### Text provided
▼▼▼
You Have To Be Lynx-Eyed
to see the faint stars
of the constellation Lynx. So wrote the prosperous brewer Johannes
Hevel (Hewelke) in the busy port town of Danzig, in the mid-1600s.
He became an amateur astronomer as a hobby, and built for himself
an observatory at his home. Only about 40 years after the invention
of the telescope, he chose as a first project to develop an atlas
of the Moon. This work contained the best maps up to that time,
and many of the 250 names shown on his charts are still in use
today. This Selenographia was finished in 1647. However,
unsatisfied with the quality of his telescopic observations owing
to chromatic aberration, Hevelius (this was the Latinized version
of his name) began to make telescopes of increasingly longer focal
lengths. At last he built a telescope with a focal length of 150
feet. This instrument was suspended from a 90-foot mast. Of course,
this proved to be an impractical arrangement, for even the slightest
breeze made it unusable. The mounting burned in the great Danzig
fire of 1679, and Hevelius never again returned to productive
astronomical observing.
Hevelius died in 1687;
but his star chart published in 1690 put forth seven new constellations,
including Lynx. The others, all in the north, included Canes Venatici
(the Hunting Dogs), Lacerta (the Lizard), Leo Minor (the Lion
Cub), Sextans (the Sextant of Urania, first called Sextans Uraniae),
Scutum (the Shield, first called Scutum Sobieskii, the Shield
of John Sobieski, a Polish hero-king), and Vulpecula (the Fox,
first known as Vulpecula et Anser, the Fox and Goose).
Lynx is a winter constellation
that lies directly to the north of Gemini's bright star Castor.
▲▲▲
### Record extracts
▼▼▼
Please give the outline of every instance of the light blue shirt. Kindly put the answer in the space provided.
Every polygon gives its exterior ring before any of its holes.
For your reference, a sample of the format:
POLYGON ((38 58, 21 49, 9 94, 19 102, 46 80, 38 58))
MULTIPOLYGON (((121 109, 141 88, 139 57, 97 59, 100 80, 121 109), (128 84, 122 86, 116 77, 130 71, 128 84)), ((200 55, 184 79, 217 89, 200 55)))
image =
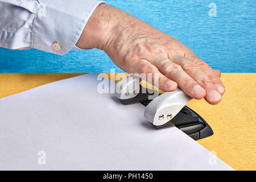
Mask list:
POLYGON ((63 55, 75 46, 99 0, 0 0, 0 47, 63 55), (58 47, 53 46, 57 43, 58 47), (58 50, 59 49, 59 50, 58 50))

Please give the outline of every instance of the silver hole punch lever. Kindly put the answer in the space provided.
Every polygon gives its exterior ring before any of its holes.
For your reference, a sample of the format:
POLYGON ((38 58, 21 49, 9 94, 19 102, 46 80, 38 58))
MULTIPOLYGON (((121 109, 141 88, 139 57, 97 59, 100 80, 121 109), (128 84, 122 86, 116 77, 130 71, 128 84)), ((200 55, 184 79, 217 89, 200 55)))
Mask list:
POLYGON ((176 126, 195 140, 213 134, 210 126, 185 105, 192 99, 177 88, 163 94, 142 87, 141 78, 128 76, 115 84, 115 96, 124 104, 141 102, 144 117, 156 129, 176 126))

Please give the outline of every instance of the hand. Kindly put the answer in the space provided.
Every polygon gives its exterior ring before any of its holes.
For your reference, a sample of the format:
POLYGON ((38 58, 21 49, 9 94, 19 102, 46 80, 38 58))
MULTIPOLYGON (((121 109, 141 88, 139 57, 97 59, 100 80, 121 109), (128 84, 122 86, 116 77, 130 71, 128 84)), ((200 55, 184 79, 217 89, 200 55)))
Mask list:
POLYGON ((179 86, 191 97, 204 97, 210 104, 220 102, 225 92, 220 72, 212 69, 188 47, 105 4, 94 11, 77 46, 104 50, 127 73, 158 73, 159 87, 163 91, 179 86))

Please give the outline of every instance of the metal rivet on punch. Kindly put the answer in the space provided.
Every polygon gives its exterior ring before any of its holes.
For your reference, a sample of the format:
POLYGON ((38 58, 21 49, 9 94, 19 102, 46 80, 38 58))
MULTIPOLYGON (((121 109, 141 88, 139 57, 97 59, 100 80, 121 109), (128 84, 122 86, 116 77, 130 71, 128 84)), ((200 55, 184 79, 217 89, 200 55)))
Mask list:
POLYGON ((130 93, 129 92, 125 93, 125 96, 129 96, 130 95, 130 93))
POLYGON ((171 119, 172 117, 172 114, 169 114, 167 115, 167 119, 171 119))
POLYGON ((161 114, 159 115, 159 120, 162 120, 164 118, 164 116, 163 114, 161 114))

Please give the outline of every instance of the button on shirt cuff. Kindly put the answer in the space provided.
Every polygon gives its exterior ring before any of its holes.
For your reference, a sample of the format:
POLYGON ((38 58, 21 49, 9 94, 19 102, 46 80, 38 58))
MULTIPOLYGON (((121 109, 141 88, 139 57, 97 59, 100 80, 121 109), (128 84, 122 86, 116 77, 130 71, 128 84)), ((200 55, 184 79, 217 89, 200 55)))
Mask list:
POLYGON ((63 55, 76 47, 86 22, 102 1, 41 0, 32 32, 32 47, 63 55))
▲▲▲
### Exercise 1
According to the text about the constellation Lynx, in what year was Hevelius's Selenographia finished?
### Exercise 2
Extend the text about the constellation Lynx, picking up after its final sentence.

### Exercise result 1
1647

### Exercise result 2
But there are no bright stars in the constellation itself, as
Hevelius pointed out. There is no asterism here, and the only
pattern is of a wobbly line beginning from a point between Dubhe
in Ursa Major and Capella in Auriga, then dropping south and east
toward Leo Minor.
Our drawing associates
the Lynx with the polar regions, fitting with its northern location,
and with its best observation during the winter months. None of
the stars have names, although Lynx's two brightest, Alpha and
38 Lyncis, form a pair distinguished by their location at the
corners of an equilateral triangle with two other similar pairs
in Ursa Major.
Of a number of good multiple
stars in the constellation, one of the best is the triple 38 Lyncis.
A 3.9-magnitude star is accompanied by a 6.6-magnitude star 3
arc seconds distant and a third star 88 arc seconds away at magnitude
10.8.
Another challenge for
small telescopes is the triple system 12 Lyncis. These stars are
about 200 light years away. Companion B is 1.7" from the
primary, and companion C is separated by 8.7". A medium sized
telescope should enable you to resolve all three of these 5th,
6th and 7th magnitude stars.
From 12 Lyncis, star-hop
to Struve 958 by moving four degrees south, past 13 Lyncis, and
slightly east, about three arc minutes. Here you will find a binary,
two 6th magnitude stars 4.9" apart, with a third (11th magnitude)
star nearby.
Kui 37 is one binary better
known by another name: 10 Ursae Majoris. With a proper motion
toward the west, this star has moved from Ursa Major to Lynx but
kept its old name. It is a close visual binary with the companion
revolving its primary every 21.9 years.
Deep sky objects in Lynx
include the most distant of all globular clusters, 210,000 light
years away from the center of the Milky Way. This is actually
farther than the Large Magellanic Cloud, and this cluster, NGC
2419, has been called the Intergalactic Wanderer. None of the
individual stars are brighter than 17th magnitude, yet the total
cluster achieves a magnitude of 11.5. A large cluster, with a
diameter of about 400 light years, it shows as an object 4 minutes
across. The total luminosity of the cluster equals 175,000 suns.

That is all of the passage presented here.